- [Goal of the exercise] Count the lines in the data below where the string "black" occurs, please, and give the number alone.
# # # #
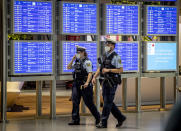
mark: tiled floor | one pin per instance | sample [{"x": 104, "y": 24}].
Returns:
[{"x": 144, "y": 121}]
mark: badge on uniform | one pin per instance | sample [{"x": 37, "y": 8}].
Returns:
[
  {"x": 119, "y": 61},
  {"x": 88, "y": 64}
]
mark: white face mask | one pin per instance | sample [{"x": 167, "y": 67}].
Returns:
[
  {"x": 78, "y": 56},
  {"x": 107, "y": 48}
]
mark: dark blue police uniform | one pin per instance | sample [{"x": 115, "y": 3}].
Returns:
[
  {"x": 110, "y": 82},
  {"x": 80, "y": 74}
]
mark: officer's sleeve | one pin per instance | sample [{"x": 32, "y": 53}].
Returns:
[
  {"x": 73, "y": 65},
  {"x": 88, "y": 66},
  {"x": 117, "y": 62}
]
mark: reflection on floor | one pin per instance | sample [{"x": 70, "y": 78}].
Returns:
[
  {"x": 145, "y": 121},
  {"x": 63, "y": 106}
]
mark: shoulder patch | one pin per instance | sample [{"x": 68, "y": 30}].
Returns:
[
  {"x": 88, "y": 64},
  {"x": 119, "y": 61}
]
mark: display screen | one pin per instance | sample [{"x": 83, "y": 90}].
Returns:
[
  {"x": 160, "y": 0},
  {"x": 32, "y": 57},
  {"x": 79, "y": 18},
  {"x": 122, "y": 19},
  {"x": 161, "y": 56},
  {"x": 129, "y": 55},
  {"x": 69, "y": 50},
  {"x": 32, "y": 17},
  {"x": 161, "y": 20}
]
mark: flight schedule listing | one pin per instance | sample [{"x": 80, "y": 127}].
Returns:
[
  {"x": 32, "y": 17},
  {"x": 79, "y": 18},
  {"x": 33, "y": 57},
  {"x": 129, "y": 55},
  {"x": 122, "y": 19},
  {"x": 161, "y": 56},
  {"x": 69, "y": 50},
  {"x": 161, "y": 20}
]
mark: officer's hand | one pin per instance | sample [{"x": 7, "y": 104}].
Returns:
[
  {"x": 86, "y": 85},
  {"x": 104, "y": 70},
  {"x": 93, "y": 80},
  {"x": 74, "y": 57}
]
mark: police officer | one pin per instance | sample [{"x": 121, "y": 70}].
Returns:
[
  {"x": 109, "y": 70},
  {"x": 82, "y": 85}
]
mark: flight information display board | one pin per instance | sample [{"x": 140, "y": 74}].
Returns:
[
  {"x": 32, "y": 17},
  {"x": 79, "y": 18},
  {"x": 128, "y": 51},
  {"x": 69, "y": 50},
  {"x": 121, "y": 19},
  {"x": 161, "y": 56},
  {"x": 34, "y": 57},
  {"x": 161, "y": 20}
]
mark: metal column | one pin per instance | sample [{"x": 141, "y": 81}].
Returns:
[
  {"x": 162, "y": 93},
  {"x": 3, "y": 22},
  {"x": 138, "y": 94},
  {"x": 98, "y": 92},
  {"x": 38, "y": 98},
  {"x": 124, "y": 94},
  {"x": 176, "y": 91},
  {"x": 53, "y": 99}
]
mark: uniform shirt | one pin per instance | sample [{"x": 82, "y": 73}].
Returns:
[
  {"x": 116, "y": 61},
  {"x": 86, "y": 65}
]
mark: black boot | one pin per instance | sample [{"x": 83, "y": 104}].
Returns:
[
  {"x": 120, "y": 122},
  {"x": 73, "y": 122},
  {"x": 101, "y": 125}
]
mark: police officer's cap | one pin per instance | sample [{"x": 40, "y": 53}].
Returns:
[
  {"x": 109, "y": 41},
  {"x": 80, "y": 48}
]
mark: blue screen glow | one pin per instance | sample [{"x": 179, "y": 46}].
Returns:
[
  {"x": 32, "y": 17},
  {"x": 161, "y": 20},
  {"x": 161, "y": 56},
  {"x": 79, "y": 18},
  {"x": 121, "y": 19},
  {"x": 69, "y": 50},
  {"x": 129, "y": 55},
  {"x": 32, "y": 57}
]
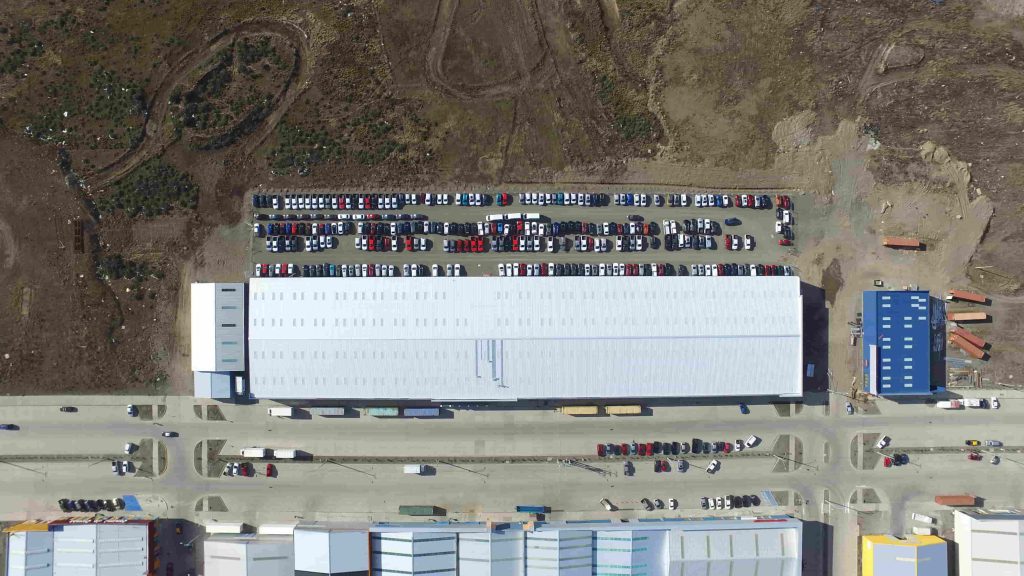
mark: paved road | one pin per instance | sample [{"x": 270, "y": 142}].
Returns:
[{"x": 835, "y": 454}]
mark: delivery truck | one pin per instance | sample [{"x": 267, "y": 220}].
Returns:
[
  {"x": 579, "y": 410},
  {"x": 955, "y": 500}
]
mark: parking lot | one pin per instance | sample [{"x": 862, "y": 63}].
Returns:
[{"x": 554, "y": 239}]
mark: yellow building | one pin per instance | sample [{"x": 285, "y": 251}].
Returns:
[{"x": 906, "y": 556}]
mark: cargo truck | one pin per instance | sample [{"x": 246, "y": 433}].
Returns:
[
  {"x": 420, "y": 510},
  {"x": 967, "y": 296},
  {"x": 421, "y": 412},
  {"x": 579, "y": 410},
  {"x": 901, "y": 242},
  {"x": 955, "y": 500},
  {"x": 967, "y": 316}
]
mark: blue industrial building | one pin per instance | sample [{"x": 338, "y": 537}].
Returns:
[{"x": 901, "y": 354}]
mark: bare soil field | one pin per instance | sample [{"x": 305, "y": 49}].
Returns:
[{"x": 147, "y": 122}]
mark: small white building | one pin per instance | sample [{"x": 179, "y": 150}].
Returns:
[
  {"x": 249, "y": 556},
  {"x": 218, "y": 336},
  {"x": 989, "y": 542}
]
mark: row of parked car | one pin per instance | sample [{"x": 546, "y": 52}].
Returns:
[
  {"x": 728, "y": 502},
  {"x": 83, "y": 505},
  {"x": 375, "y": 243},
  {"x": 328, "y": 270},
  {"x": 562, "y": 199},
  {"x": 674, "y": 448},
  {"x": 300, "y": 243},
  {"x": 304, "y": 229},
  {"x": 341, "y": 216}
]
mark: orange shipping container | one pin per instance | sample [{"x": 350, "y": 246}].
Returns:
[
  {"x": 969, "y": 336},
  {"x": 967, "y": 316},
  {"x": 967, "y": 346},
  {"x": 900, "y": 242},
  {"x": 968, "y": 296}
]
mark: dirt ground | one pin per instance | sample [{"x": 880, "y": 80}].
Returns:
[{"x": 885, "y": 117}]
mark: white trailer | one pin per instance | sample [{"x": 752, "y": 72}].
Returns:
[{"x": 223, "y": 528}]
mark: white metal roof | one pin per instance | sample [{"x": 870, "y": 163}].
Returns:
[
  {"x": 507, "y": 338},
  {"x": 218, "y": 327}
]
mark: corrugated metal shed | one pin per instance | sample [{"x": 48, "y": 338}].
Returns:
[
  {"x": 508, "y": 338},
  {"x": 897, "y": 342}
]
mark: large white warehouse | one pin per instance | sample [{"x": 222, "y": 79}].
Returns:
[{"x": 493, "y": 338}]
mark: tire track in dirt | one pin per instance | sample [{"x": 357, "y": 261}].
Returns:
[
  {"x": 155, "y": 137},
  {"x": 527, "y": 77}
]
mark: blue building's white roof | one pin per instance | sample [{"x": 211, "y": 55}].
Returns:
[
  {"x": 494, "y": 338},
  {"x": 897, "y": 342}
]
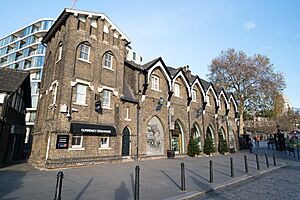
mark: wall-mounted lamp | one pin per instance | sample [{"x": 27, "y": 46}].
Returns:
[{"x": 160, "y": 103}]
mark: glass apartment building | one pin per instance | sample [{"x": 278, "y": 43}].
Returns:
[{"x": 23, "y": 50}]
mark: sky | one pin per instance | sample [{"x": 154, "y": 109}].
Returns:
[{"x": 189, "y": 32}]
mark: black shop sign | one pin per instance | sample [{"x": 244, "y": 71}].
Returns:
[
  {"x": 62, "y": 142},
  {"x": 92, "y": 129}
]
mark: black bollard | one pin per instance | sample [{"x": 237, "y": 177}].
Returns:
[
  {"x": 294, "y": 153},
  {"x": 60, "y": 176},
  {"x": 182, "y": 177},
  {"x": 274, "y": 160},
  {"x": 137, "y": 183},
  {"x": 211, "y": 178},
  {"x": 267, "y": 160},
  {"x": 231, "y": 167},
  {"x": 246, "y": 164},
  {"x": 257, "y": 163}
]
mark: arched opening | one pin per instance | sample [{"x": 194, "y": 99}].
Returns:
# # # #
- [Response below] 3